§ WRITTEN TASK
Convert the material below into a Markdown table with the columns No. and Entry, where each row holds a row number and one line, and blank lines are skipped. Leave the pictures out of the table.

§ DATA PROVIDED
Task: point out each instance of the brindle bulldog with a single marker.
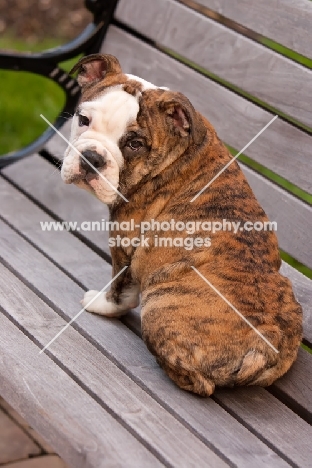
(146, 153)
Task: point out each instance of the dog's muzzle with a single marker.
(92, 162)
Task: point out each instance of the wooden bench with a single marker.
(97, 395)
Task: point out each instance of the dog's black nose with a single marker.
(90, 159)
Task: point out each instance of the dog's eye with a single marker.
(83, 121)
(135, 144)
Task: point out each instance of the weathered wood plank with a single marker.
(82, 432)
(162, 434)
(294, 219)
(303, 292)
(208, 421)
(52, 192)
(78, 260)
(260, 411)
(282, 148)
(296, 392)
(92, 272)
(289, 23)
(292, 215)
(233, 57)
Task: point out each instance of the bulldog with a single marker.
(213, 316)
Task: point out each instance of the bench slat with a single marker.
(162, 434)
(208, 421)
(229, 55)
(84, 434)
(288, 23)
(26, 174)
(134, 358)
(294, 219)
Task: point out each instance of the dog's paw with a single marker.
(96, 302)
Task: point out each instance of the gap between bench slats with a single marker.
(288, 23)
(282, 148)
(235, 58)
(69, 296)
(52, 194)
(84, 434)
(210, 422)
(157, 429)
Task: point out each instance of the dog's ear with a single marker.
(95, 67)
(181, 116)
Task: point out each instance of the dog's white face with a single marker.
(125, 130)
(94, 159)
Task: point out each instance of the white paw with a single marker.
(96, 302)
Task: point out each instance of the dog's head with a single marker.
(124, 129)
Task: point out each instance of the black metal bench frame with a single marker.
(46, 64)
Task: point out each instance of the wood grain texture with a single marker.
(73, 203)
(259, 411)
(207, 419)
(168, 439)
(303, 291)
(235, 58)
(282, 148)
(289, 23)
(296, 392)
(84, 434)
(78, 260)
(94, 272)
(293, 217)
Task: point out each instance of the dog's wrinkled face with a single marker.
(124, 128)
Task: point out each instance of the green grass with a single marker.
(24, 96)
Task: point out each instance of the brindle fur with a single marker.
(196, 337)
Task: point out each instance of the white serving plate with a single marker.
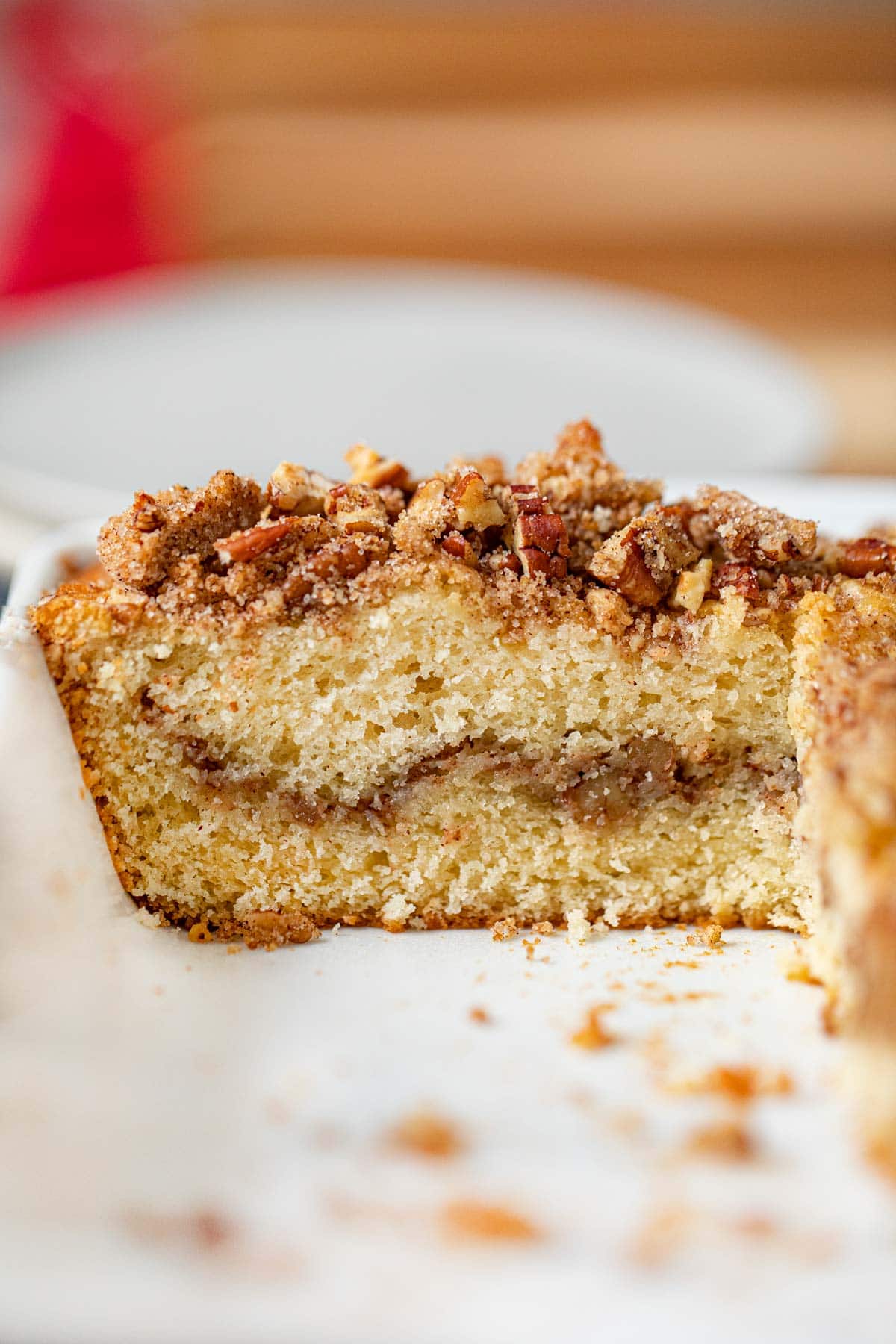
(146, 1081)
(175, 374)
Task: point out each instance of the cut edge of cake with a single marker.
(546, 697)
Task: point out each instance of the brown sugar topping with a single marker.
(751, 532)
(567, 535)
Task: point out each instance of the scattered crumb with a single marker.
(685, 996)
(426, 1135)
(205, 1230)
(662, 1234)
(626, 1124)
(149, 918)
(727, 1142)
(794, 965)
(738, 1083)
(709, 934)
(593, 1034)
(504, 929)
(578, 927)
(467, 1219)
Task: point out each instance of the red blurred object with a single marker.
(87, 218)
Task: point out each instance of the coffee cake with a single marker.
(543, 697)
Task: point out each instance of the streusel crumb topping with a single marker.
(566, 527)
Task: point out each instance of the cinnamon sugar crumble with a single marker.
(566, 527)
(707, 934)
(504, 929)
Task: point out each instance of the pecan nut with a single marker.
(368, 468)
(642, 559)
(356, 508)
(253, 542)
(868, 556)
(474, 503)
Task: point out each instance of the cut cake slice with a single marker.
(474, 698)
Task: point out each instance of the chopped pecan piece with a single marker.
(500, 559)
(460, 547)
(294, 490)
(741, 577)
(147, 517)
(751, 532)
(356, 508)
(489, 468)
(642, 559)
(183, 523)
(538, 562)
(867, 556)
(535, 532)
(368, 468)
(692, 586)
(252, 544)
(425, 520)
(593, 497)
(610, 611)
(474, 504)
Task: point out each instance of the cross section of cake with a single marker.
(442, 703)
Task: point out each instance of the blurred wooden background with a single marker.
(739, 156)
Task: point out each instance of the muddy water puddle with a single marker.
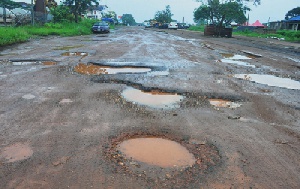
(153, 98)
(49, 63)
(157, 151)
(75, 54)
(16, 152)
(220, 103)
(236, 59)
(270, 80)
(92, 69)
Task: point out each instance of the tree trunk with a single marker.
(4, 15)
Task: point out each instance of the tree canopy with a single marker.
(219, 13)
(128, 19)
(78, 7)
(9, 4)
(292, 13)
(164, 16)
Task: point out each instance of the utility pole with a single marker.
(4, 15)
(32, 13)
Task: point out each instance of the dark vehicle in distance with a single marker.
(100, 27)
(183, 26)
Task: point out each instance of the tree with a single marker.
(164, 16)
(78, 7)
(292, 13)
(61, 13)
(8, 4)
(128, 19)
(111, 14)
(219, 13)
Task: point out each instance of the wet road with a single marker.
(67, 104)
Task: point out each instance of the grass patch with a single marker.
(196, 28)
(11, 35)
(287, 35)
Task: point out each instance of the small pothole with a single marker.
(270, 80)
(221, 103)
(74, 54)
(49, 63)
(153, 98)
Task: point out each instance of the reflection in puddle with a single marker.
(154, 99)
(157, 151)
(270, 80)
(74, 54)
(98, 70)
(28, 96)
(234, 59)
(68, 47)
(23, 63)
(220, 103)
(16, 152)
(49, 63)
(240, 63)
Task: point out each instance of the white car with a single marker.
(173, 25)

§ OUTPUT OF THE EXERCISE
| No. | Entry |
|---|---|
| 1 | Task: point out each instance of the brindle bulldog with a single marker. |
| 2 | (146, 153) |
| 3 | Task: point out each instance of the dog's muzzle with a single marker. |
| 4 | (92, 162) |
| 5 | Task: point out each instance of the wooden bench with a single marker. |
| 6 | (97, 395) |
| 7 | Task: point out each instance of the dog's black nose with a single marker. |
| 8 | (90, 159) |
| 9 | Task: point out each instance of the dog's eye with a single marker. |
| 10 | (83, 121) |
| 11 | (135, 144) |
| 12 | Task: point out each instance of the weathered wood plank with a single marker. |
| 13 | (82, 432) |
| 14 | (162, 434) |
| 15 | (294, 219) |
| 16 | (303, 292) |
| 17 | (208, 421) |
| 18 | (52, 192) |
| 19 | (78, 260) |
| 20 | (260, 411) |
| 21 | (282, 148) |
| 22 | (296, 392) |
| 23 | (92, 272) |
| 24 | (289, 23) |
| 25 | (292, 215) |
| 26 | (233, 57) |
| 27 | Task: point out each instance of the bulldog with a single marker. |
| 28 | (213, 316) |
| 29 | Task: point out each instance of the bench slat with a single marker. |
| 30 | (162, 434) |
| 31 | (208, 421) |
| 32 | (229, 55) |
| 33 | (84, 434) |
| 34 | (288, 23) |
| 35 | (26, 174) |
| 36 | (134, 358) |
| 37 | (294, 219) |
| 38 | Task: point out each instance of the dog's paw with a single marker. |
| 39 | (96, 302) |
| 40 | Task: point out each instance of the gap between bench slats with a single marker. |
| 41 | (288, 23) |
| 42 | (282, 148) |
| 43 | (235, 58) |
| 44 | (69, 296) |
| 45 | (52, 194) |
| 46 | (84, 434) |
| 47 | (210, 422) |
| 48 | (157, 429) |
| 49 | Task: point out each instance of the dog's ear with a single marker. |
| 50 | (95, 67) |
| 51 | (181, 116) |
| 52 | Task: point out each instance of the dog's white face with a single marker. |
| 53 | (125, 130) |
| 54 | (94, 159) |
| 55 | Task: point out each instance of the white paw with a single marker. |
| 56 | (96, 302) |
| 57 | Task: point out each instance of the dog's head with a single marker. |
| 58 | (124, 129) |
| 59 | Task: point out each instance of the black metal bench frame with a single marker. |
| 60 | (46, 64) |
| 61 | Task: point out each instance of the wood grain texture with a single marker. |
| 62 | (73, 203) |
| 63 | (259, 411) |
| 64 | (207, 419) |
| 65 | (168, 439) |
| 66 | (303, 291) |
| 67 | (235, 58) |
| 68 | (282, 148) |
| 69 | (289, 23) |
| 70 | (296, 392) |
| 71 | (84, 434) |
| 72 | (78, 260) |
| 73 | (94, 272) |
| 74 | (293, 217) |
| 75 | Task: point out each instance of the dog's wrinkled face with a single marker. |
| 76 | (124, 128) |
| 77 | Task: point out each instance of the green grass with a single marker. |
| 78 | (24, 96) |
| 79 | Task: point out each instance of the brindle fur with a single marker. |
| 80 | (196, 337) |
| 81 | Task: point out each instance of the white serving plate with a single marker. |
| 82 | (146, 1081) |
| 83 | (175, 374) |
| 84 | Task: point out each instance of the cut edge of cake with a single marker. |
| 85 | (546, 697) |
| 86 | Task: point out each instance of the brown sugar topping with a single marker. |
| 87 | (751, 532) |
| 88 | (567, 535) |
| 89 | Task: point out each instance of the scattered crumb with a single marker. |
| 90 | (685, 996) |
| 91 | (426, 1135) |
| 92 | (205, 1230) |
| 93 | (662, 1234) |
| 94 | (626, 1124) |
| 95 | (149, 918) |
| 96 | (727, 1142) |
| 97 | (794, 965) |
| 98 | (738, 1083) |
| 99 | (709, 934) |
| 100 | (593, 1034) |
| 101 | (504, 929) |
| 102 | (578, 927) |
| 103 | (467, 1219) |
| 104 | Task: point out each instance of the red blurred object with a single marker. |
| 105 | (87, 218) |
| 106 | Task: point out each instance of the coffee cake with a single marker. |
| 107 | (543, 697) |
| 108 | Task: point out each instance of the streusel crumb topping with a single marker. |
| 109 | (566, 527) |
| 110 | Task: point out each instance of the cinnamon sugar crumble with a single marker. |
| 111 | (566, 527) |
| 112 | (707, 934) |
| 113 | (504, 929) |
| 114 | Task: point out each instance of the pecan nut with a single marker. |
| 115 | (368, 468) |
| 116 | (642, 559) |
| 117 | (356, 508) |
| 118 | (253, 542) |
| 119 | (868, 556) |
| 120 | (474, 503) |
| 121 | Task: point out each instance of the cut cake slice with a single marker. |
| 122 | (474, 698) |
| 123 | Task: point out each instance of the chopped pecan piece with a single marker. |
| 124 | (500, 559) |
| 125 | (460, 547) |
| 126 | (294, 490) |
| 127 | (741, 577) |
| 128 | (147, 517) |
| 129 | (751, 532) |
| 130 | (356, 508) |
| 131 | (489, 468) |
| 132 | (642, 559) |
| 133 | (183, 523) |
| 134 | (538, 562) |
| 135 | (867, 556) |
| 136 | (535, 532) |
| 137 | (368, 468) |
| 138 | (692, 586) |
| 139 | (252, 544) |
| 140 | (425, 520) |
| 141 | (593, 497) |
| 142 | (610, 611) |
| 143 | (474, 504) |
| 144 | Task: point out each instance of the cross section of cake with a single marker. |
| 145 | (442, 703) |
| 146 | Task: point out each instance of the blurred wooden background with a single marker. |
| 147 | (739, 156) |
| 148 | Task: point out each instance of the muddy water puddle with a single marker. |
| 149 | (153, 98) |
| 150 | (49, 63) |
| 151 | (157, 151) |
| 152 | (75, 54) |
| 153 | (16, 152) |
| 154 | (220, 103) |
| 155 | (236, 59) |
| 156 | (270, 80) |
| 157 | (92, 69) |
| 158 | Task: point out each instance of the tree trunk with a single marker. |
| 159 | (4, 15) |
| 160 | Task: point out each instance of the tree canopy with a single marker. |
| 161 | (219, 13) |
| 162 | (128, 19) |
| 163 | (78, 7) |
| 164 | (9, 4) |
| 165 | (292, 13) |
| 166 | (164, 16) |
| 167 | Task: point out each instance of the utility pole with a single marker. |
| 168 | (4, 15) |
| 169 | (32, 13) |
| 170 | Task: point out each instance of the dark vehicle in distance with a single marker. |
| 171 | (100, 27) |
| 172 | (183, 26) |
| 173 | Task: point out each instance of the tree with a single marker. |
| 174 | (164, 16) |
| 175 | (78, 7) |
| 176 | (292, 13) |
| 177 | (61, 13) |
| 178 | (8, 4) |
| 179 | (128, 19) |
| 180 | (111, 14) |
| 181 | (219, 13) |
| 182 | Task: point out each instance of the wet road with a single marker. |
| 183 | (67, 104) |
| 184 | Task: point out each instance of the grass patch with a single marker. |
| 185 | (196, 28) |
| 186 | (11, 35) |
| 187 | (287, 35) |
| 188 | Task: point out each instance of the small pothole with a single marker. |
| 189 | (270, 80) |
| 190 | (221, 103) |
| 191 | (74, 54) |
| 192 | (49, 63) |
| 193 | (153, 98) |
| 194 | Task: point out each instance of the reflection in puddle with a single marker. |
| 195 | (154, 99) |
| 196 | (157, 151) |
| 197 | (270, 80) |
| 198 | (74, 54) |
| 199 | (98, 70) |
| 200 | (28, 96) |
| 201 | (234, 59) |
| 202 | (68, 47) |
| 203 | (23, 63) |
| 204 | (220, 103) |
| 205 | (16, 152) |
| 206 | (49, 63) |
| 207 | (240, 63) |
| 208 | Task: point out each instance of the white car with a single marker. |
| 209 | (173, 25) |